┌─ Input material
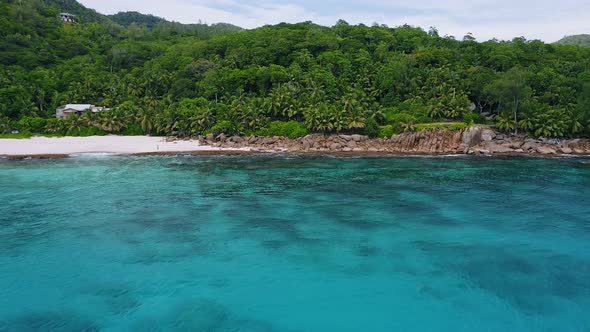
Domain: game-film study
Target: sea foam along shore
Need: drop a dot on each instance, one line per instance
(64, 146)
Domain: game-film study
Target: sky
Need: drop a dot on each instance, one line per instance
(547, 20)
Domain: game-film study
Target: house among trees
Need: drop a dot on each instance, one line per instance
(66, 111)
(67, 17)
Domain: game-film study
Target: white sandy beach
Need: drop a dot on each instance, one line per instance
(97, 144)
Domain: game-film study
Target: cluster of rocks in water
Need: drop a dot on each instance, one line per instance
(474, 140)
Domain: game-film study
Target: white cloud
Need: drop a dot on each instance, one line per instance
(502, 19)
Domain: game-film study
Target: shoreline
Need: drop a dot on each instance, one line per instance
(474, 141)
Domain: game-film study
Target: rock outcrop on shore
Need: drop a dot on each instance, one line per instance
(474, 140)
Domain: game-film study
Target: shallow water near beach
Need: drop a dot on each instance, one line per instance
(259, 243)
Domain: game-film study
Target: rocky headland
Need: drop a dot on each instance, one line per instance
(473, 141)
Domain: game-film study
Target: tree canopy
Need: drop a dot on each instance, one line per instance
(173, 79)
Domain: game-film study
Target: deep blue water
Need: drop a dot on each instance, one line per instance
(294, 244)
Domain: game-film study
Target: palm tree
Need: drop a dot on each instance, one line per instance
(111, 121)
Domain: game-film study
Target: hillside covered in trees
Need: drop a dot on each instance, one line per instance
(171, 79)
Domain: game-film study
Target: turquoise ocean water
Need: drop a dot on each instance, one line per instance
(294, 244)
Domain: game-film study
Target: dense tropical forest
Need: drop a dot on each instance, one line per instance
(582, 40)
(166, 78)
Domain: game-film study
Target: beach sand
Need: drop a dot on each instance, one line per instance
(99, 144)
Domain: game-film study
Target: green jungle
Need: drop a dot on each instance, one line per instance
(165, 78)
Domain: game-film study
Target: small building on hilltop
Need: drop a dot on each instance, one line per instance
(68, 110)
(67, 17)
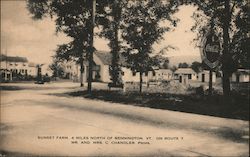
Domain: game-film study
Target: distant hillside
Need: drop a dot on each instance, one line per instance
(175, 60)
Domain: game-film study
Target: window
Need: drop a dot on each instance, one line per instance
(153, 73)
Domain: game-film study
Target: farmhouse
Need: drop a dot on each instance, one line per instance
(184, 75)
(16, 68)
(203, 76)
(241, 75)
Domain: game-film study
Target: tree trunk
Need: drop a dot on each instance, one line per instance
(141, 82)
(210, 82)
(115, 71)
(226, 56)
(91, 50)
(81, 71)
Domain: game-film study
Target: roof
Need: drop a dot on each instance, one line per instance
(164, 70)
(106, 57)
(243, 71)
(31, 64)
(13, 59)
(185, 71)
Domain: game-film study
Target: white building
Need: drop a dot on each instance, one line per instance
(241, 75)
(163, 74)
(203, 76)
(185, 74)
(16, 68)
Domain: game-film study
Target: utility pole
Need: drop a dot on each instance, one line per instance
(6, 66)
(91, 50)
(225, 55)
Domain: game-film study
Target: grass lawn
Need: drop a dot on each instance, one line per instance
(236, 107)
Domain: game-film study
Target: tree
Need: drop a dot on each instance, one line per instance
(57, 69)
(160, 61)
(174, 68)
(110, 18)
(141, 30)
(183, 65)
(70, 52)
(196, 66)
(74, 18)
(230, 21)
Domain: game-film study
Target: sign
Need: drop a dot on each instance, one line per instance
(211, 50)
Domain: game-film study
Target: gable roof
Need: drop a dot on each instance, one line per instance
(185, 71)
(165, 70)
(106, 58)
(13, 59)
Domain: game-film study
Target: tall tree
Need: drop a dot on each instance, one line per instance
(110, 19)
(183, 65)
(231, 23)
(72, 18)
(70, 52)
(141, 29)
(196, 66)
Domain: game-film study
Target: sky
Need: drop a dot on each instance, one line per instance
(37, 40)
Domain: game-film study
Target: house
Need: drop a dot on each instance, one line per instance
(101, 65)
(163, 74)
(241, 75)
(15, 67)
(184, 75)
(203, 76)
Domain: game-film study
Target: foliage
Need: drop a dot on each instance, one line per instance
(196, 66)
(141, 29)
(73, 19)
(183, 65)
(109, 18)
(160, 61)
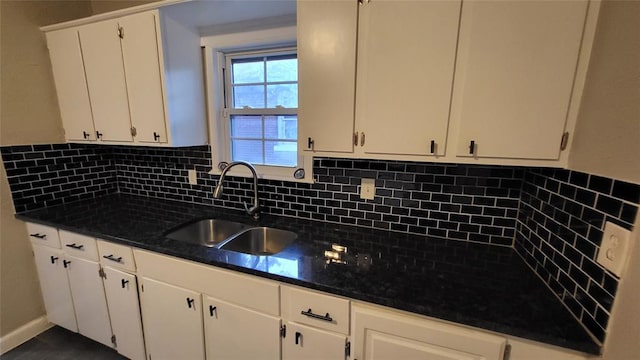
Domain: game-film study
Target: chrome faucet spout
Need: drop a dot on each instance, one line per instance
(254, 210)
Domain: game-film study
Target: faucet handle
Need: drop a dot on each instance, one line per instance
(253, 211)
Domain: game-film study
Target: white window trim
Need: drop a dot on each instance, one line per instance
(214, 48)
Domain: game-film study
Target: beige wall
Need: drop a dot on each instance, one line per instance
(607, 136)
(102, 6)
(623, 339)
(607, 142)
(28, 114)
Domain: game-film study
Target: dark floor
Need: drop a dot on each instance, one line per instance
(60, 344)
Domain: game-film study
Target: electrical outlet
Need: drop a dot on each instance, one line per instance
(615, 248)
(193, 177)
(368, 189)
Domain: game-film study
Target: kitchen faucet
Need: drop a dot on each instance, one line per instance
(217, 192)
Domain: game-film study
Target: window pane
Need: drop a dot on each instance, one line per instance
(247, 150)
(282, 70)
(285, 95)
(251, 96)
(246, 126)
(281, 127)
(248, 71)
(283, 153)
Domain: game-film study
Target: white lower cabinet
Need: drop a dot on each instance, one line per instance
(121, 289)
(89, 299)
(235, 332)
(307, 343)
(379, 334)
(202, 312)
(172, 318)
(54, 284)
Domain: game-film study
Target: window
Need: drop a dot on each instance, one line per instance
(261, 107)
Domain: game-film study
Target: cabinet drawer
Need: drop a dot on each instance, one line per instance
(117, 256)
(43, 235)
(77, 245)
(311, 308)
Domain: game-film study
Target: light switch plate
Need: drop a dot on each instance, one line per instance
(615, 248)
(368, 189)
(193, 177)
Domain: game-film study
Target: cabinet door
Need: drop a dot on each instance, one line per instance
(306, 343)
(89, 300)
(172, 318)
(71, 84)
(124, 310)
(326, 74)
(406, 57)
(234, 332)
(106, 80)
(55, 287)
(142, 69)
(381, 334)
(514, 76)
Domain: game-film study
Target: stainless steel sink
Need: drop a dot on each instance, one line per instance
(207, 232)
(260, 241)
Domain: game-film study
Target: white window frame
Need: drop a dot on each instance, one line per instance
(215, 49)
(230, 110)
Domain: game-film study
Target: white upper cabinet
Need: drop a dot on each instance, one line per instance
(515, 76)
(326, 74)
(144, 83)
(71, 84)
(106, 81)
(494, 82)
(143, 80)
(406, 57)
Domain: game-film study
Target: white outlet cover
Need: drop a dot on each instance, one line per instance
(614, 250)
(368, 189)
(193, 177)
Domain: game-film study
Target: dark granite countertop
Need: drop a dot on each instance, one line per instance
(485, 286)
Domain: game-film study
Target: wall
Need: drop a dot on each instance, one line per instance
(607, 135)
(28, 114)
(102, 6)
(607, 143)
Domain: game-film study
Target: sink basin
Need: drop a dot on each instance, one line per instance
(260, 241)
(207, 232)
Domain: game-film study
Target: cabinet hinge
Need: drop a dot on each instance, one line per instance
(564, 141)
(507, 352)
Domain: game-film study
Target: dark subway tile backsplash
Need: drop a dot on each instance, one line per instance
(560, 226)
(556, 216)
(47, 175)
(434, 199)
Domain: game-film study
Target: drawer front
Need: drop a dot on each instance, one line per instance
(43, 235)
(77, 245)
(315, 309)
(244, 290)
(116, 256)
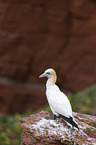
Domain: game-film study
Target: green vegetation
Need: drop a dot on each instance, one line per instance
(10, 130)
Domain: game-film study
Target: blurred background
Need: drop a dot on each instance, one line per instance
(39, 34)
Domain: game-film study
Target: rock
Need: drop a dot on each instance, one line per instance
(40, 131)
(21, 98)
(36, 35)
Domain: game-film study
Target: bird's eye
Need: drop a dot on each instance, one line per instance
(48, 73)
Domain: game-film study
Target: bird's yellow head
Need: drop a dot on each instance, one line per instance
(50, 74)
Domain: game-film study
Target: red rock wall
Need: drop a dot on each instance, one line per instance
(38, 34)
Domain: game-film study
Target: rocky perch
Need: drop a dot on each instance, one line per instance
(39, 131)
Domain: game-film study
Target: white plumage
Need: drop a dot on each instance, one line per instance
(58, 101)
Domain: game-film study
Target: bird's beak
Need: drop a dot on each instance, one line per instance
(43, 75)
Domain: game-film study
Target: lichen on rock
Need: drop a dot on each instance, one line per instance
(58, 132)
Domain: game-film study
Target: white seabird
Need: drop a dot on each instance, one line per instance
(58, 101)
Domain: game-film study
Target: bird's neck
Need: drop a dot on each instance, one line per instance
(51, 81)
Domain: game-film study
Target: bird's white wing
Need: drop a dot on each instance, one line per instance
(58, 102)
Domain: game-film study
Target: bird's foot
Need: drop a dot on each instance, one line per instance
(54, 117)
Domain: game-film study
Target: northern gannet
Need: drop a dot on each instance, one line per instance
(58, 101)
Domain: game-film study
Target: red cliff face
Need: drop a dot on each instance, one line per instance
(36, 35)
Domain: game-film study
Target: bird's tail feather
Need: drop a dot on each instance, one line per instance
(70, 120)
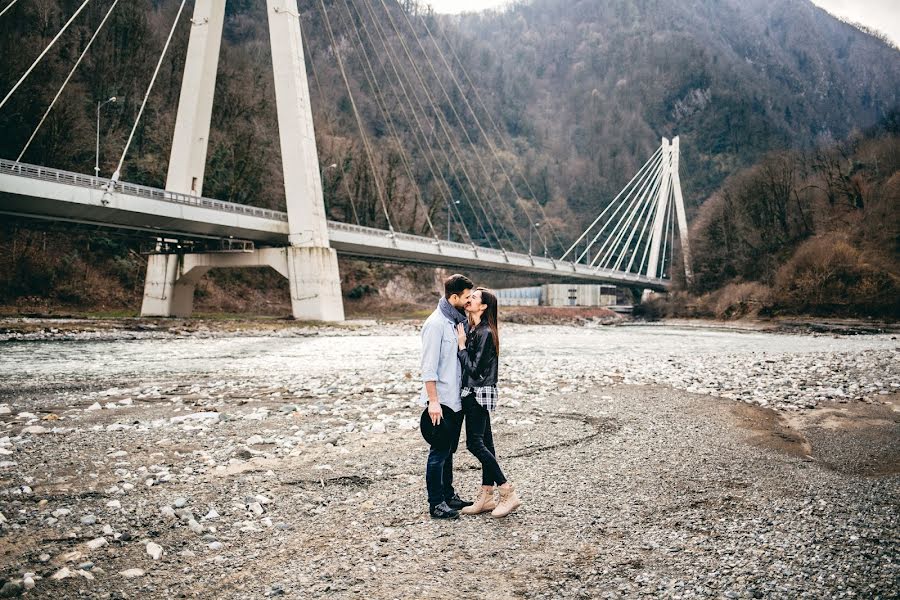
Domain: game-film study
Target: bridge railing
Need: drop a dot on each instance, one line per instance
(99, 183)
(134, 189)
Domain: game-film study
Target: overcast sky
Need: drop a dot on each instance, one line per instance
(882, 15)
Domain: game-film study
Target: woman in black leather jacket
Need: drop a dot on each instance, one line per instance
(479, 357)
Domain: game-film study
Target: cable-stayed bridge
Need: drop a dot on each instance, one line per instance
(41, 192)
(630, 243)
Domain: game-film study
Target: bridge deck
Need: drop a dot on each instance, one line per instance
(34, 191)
└─
_Work order_:
Print only the lines from the first line of the data above through the one containing "Target: beach sand", exactly as they are, with pictures omitted.

_The answer_:
Domain: game-film study
Target: sea foam along shore
Need: drop a dot on each instance, one line per instance
(64, 146)
Domain: game-film study
Target: sky
Need: drop a dot on each instance, one line per instance
(547, 20)
Domain: game-film study
Target: house among trees
Need: drop a dot on each instance, one line per instance
(66, 111)
(67, 17)
Domain: game-film study
Target: white sandy beach
Need: drop a dot on each instance, one line per instance
(97, 144)
Domain: game-film study
Target: cluster of rocks in water
Need: drop a dot on each instance, one line per instance
(474, 140)
Domain: game-film study
Target: white cloud
Need: drop a dot on each instance, one line per instance
(502, 19)
Domain: game-film study
Target: shoreline
Need: drop a dot on each instance, one line per instance
(474, 141)
Domain: game-film study
Target: rock outcrop on shore
Need: drop a dot on each instance, one line per instance
(474, 140)
Domain: game-film study
Target: shallow water near beach
Need: drop a dot on each instance, one line per instance
(259, 243)
Domain: game-film study
Target: rocky headland
Need: drop a dot on each instance, one line per instance
(473, 141)
Domain: game-film study
Target: tree canopy
Need: drop a dot on each instance, one line per instance
(173, 79)
Domain: game-film study
Target: deep blue water
Need: drop a dot on each instance, one line per instance
(294, 244)
Domain: game-film study
Target: palm tree
Need: drop a dot on each instance, one line per instance
(111, 121)
Domain: game-film study
Target: hillside covered in trees
Need: drop a dot on each instance, one line per instance
(171, 79)
Domain: game-film study
Target: turquoise ocean water
Need: drop a dot on each instance, one line per instance
(294, 244)
Domain: game-film study
Target: dense tropical forest
Need: drop a dot on each instance, one line per instance
(582, 40)
(166, 78)
Domain: game-film study
Target: beach sand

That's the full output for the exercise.